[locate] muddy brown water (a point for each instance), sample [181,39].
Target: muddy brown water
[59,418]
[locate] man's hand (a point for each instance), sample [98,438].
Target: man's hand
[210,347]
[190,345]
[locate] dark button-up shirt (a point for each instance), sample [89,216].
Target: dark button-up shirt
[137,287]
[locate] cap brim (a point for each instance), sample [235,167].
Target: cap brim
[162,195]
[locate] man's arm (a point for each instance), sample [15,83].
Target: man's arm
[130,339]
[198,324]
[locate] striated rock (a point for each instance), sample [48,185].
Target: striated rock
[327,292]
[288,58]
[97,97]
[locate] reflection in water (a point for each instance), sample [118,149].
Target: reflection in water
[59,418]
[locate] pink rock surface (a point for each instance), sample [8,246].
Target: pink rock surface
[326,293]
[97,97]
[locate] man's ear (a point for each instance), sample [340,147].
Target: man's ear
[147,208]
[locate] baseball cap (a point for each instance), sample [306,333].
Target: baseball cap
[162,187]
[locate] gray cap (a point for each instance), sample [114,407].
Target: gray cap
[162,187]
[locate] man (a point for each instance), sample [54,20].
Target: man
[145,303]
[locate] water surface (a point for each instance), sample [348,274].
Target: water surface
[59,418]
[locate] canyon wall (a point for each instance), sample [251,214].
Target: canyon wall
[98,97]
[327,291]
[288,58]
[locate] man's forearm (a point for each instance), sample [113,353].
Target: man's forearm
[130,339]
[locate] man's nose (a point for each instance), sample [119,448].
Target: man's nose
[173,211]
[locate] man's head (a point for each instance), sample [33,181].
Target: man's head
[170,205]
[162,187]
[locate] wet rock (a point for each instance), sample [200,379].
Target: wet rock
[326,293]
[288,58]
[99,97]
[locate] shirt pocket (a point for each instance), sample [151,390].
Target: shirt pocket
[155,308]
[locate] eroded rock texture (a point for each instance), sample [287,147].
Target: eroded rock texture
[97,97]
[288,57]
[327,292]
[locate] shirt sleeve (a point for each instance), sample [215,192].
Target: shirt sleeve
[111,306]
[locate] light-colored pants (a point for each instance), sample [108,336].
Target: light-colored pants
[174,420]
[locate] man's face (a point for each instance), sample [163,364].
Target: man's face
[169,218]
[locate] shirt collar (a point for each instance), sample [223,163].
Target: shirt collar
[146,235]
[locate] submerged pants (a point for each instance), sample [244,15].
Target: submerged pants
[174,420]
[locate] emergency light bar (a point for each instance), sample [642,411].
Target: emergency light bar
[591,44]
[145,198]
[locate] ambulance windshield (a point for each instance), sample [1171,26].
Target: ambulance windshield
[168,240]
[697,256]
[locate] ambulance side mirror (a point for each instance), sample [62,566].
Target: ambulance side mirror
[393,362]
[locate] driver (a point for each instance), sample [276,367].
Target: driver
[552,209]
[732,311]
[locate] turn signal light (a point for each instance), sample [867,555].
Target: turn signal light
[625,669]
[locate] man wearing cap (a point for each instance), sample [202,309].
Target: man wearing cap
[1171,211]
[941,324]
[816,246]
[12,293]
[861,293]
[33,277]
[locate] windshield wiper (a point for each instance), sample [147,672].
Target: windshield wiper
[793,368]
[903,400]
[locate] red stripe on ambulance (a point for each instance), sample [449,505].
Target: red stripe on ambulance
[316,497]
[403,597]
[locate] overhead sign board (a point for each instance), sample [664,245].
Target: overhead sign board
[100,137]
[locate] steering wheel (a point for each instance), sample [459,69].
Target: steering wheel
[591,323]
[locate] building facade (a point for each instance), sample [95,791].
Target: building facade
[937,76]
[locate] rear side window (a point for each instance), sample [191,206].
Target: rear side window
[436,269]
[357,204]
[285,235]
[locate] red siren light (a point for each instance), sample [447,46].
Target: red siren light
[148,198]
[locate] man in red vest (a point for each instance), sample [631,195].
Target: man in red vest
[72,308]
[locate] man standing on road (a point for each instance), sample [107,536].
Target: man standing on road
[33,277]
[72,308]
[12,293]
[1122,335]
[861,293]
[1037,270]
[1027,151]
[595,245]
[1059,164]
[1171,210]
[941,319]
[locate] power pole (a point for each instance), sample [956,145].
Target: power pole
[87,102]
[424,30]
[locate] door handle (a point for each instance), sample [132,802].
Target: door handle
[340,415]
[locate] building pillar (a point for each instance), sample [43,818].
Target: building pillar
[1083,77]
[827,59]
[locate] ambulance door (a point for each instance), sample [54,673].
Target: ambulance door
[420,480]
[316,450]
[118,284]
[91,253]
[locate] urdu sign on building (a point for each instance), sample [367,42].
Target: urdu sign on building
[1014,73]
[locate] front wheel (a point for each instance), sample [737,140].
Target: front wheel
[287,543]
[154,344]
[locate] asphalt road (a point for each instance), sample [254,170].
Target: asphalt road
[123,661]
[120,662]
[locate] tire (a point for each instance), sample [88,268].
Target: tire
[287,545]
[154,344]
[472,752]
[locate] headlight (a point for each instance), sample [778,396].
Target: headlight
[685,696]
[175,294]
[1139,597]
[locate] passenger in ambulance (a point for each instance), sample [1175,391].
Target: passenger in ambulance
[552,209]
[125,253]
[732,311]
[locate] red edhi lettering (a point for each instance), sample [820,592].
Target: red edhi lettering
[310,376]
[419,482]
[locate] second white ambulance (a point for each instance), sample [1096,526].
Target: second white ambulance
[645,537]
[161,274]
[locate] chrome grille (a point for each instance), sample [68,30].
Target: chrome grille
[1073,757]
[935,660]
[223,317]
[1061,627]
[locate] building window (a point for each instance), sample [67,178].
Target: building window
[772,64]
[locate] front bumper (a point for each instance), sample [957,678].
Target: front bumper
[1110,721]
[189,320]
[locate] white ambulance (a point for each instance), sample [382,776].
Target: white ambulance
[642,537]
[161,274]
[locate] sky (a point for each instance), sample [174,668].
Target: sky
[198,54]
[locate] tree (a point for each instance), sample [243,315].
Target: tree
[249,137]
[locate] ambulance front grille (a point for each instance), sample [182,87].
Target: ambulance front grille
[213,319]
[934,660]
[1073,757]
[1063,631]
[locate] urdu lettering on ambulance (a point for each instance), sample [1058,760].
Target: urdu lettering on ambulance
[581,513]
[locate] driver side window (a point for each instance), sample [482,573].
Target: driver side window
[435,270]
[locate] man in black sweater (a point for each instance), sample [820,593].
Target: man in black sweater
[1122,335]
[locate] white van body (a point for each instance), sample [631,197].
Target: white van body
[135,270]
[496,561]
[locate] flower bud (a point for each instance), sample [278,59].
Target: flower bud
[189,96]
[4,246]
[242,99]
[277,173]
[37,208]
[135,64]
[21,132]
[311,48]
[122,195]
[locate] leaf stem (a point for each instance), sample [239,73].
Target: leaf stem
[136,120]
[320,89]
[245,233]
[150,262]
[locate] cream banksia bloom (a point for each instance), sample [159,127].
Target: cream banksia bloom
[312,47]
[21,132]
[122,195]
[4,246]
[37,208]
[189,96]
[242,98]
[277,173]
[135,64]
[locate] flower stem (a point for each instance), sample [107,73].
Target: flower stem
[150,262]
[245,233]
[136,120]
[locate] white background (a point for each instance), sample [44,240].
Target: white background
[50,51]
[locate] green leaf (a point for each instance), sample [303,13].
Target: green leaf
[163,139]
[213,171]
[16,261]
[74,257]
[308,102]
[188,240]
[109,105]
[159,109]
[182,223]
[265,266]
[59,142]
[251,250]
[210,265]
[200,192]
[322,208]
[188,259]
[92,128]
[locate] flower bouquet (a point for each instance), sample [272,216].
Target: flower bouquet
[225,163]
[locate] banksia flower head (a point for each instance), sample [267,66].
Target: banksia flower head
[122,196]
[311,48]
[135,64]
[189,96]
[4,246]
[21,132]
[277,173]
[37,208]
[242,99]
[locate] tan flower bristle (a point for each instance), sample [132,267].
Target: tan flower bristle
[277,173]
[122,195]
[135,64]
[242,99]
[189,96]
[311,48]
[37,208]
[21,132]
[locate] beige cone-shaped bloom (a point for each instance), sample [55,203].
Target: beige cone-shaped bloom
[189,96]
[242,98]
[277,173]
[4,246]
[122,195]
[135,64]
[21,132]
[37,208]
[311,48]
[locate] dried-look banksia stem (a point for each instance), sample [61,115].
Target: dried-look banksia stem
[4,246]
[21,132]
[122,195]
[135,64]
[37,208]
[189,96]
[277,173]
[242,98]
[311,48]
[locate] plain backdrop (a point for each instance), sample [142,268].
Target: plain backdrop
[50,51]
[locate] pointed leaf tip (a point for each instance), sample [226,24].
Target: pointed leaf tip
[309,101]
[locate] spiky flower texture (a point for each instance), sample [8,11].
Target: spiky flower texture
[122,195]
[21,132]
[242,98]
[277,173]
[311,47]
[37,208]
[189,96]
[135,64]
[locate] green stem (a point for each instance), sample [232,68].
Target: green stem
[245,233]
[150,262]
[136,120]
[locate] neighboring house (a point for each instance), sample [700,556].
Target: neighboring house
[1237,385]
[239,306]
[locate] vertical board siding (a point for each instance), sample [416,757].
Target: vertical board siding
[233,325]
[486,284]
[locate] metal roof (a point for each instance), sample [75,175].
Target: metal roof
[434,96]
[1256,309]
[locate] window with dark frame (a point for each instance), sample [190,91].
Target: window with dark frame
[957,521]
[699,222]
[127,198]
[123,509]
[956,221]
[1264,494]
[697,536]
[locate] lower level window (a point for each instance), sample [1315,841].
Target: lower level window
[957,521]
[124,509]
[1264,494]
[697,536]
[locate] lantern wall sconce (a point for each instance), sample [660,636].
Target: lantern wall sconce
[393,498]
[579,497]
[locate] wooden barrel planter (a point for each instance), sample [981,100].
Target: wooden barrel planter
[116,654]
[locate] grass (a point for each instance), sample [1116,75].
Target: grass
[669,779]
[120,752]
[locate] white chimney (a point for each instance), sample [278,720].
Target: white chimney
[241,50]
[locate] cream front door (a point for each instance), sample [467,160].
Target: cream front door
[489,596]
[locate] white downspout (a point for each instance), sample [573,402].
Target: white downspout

────────────────────────────────────────

Your task — Beginning at the line above that contains "Target: cream banksia bloom", return each line exactly through the line that contains "[locate] green leaf", and no others.

Reply to the task —
Target: cream banksia bloom
[312,47]
[21,132]
[122,195]
[4,246]
[37,208]
[189,96]
[242,98]
[277,173]
[135,64]
[locate] flower stem (a point for each instance), sample [107,73].
Target: flower stem
[150,262]
[245,233]
[136,120]
[locate] white background (a point for each instance), sample [44,240].
Target: white background
[50,51]
[locate] green leaf (a point for each instance), sample [303,13].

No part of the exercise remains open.